GIVEN EXERCISE:
Report every line of the items below that contains the word "badge", copying each one.
■ ■ ■ ■ ■
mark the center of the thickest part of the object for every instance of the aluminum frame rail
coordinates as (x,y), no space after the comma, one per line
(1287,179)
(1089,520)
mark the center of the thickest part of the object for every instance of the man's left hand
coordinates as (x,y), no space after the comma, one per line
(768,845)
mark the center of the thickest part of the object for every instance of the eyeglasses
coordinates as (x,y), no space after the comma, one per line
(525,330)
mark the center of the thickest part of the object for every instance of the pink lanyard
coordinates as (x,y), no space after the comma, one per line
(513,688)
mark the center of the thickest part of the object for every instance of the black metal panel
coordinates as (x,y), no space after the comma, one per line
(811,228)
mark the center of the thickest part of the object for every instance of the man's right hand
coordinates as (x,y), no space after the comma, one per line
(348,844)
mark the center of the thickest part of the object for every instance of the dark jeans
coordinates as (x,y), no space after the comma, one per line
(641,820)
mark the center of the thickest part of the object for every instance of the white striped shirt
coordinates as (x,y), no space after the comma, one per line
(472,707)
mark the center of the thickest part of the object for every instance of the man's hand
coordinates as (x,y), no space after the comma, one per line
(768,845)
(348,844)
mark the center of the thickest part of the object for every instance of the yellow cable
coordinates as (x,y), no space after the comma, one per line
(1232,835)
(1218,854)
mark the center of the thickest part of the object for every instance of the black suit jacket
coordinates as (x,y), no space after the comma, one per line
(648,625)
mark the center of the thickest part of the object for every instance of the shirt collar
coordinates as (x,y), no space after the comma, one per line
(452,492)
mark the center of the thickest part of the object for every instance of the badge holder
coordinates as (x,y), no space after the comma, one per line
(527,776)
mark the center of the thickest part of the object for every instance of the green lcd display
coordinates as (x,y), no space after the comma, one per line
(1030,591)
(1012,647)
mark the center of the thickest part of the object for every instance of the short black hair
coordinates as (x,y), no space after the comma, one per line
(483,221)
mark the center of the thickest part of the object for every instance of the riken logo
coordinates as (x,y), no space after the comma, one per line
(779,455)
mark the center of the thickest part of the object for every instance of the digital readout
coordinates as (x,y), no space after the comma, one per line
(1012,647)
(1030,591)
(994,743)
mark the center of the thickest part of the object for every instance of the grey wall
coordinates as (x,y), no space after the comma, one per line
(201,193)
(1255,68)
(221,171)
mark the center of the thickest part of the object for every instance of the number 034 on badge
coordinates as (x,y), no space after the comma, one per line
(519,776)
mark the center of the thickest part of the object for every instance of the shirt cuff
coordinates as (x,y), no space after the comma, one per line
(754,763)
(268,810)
■ ■ ■ ■ ■
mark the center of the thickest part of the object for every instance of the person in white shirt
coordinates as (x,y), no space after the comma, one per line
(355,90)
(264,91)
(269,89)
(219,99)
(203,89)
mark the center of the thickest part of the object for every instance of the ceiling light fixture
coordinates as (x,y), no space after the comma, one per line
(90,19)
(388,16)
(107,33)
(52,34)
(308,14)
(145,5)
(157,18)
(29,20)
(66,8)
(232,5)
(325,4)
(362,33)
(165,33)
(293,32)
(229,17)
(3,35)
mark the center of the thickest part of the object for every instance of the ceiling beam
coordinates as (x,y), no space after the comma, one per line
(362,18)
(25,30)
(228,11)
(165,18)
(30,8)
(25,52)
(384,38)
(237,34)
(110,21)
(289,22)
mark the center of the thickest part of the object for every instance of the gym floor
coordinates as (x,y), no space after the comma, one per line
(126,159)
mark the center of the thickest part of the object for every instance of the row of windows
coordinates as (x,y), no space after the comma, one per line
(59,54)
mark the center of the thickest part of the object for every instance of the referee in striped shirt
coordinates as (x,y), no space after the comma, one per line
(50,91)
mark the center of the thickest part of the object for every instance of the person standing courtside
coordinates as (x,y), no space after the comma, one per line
■ ■ ■ ■ ■
PROBLEM SOLUTION:
mark the center of the thickest part of the object for every instance of the badge holder
mark the center of the thickest part of the object for every instance of the number 034 on badge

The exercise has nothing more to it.